**Aim of the exercise:**
In the code review thread, which other function does aaron.ballman say this functionality should apply to equally?

**Text provided:**
########################################

Sure, that seems reasonable. The new patch makes this check less conservative.

thakis accepted this revision.Jul 11 2018, 8:27 AM
thakis added a subscriber: thakis.

lgtm assuming you ran this on some large code base to make sure it doesn't have false positives.

clang/include/clang/Basic/DiagnosticSemaKinds.td
659 ↗(On Diff #154833)

nit: stay below 80 columns

This revision is now accepted and ready to land.Jul 11 2018, 8:27 AM
aaron.ballman added inline comments.Jul 13 2018, 5:02 AM
clang/include/clang/Basic/DiagnosticSemaKinds.td
662 ↗(On Diff #154727)

My preference is for int as well.

clang/lib/Sema/SemaChecking.cpp
7975–7976 ↗(On Diff #154833)

This functionality should apply equally to wmemset() as well, should it not? The only difference I can think of would be that the type should be cast to wchar_t instead of int to silence the warning.

7997 ↗(On Diff #154833)

Spurious whitespace.

clang/include/clang/Basic/DiagnosticSemaKinds.td
662 ↗(On Diff #154727)

Personally I have a strong preference for "any 8-bit type" — the important thing is that it needs to indicate to the reader that it's intended to be the single-byte value that memset expects. I even want my compiler to diagnose memset(x, 0x1234, z) as a bug!
But I'm not inclined to fight hard, because this is all about the mechanism of *suppressing* of the warning, and I don't imagine we'll see too many people trying to suppress it.

erik.pilkington planned changes to this revision.Jul 17 2018, 10:16 AM

lgtm assuming you ran this on some large code base to make sure it doesn't have false positives.

Sorry for the delay here, I was running this on some very large internal code bases. This is overwhelmingly true-positive, but there are 2 improvements I want to make here before landing this:

  • Suppress the diagnostic in cases like memset(ptr, 0xff, PADDING), when PADDING is a macro defined to be 0.
  • Some platforms #define bzero to __builtin_memset, so we should recognize when we're in a macro expansion to bzero and emit a more accurate diagnostic for bzero(ary, 0);. We might as well add support for __builtin_bzero too.
clang/lib/Sema/SemaChecking.cpp
7975–7976 ↗(On Diff #154833)

########################################

**The data:**
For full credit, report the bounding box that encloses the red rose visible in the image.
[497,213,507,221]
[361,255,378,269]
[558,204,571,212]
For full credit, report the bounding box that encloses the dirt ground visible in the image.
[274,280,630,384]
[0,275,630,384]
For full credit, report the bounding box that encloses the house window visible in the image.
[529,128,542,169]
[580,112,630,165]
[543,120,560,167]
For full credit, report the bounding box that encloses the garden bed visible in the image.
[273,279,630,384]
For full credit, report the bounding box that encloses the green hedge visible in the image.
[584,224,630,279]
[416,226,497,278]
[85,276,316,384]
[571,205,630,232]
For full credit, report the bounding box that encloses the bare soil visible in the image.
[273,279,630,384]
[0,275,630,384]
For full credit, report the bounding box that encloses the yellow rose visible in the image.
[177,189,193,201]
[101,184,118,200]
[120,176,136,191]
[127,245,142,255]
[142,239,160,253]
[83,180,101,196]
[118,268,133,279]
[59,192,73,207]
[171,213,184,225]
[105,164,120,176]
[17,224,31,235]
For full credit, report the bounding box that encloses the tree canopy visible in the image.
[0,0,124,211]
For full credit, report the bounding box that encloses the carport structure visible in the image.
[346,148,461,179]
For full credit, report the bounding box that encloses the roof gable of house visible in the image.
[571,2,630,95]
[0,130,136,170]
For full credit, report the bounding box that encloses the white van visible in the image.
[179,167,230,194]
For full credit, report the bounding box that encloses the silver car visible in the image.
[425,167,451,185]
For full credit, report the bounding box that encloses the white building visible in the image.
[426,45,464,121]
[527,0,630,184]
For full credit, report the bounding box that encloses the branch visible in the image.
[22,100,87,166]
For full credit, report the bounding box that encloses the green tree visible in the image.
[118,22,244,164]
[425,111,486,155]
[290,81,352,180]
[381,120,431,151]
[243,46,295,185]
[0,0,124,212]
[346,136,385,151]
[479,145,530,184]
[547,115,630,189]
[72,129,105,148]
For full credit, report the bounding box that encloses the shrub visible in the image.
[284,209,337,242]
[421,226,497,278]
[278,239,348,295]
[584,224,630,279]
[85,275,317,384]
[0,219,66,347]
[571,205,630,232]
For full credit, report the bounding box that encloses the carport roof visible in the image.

########################################

**Answer to the problem:**
wmemset()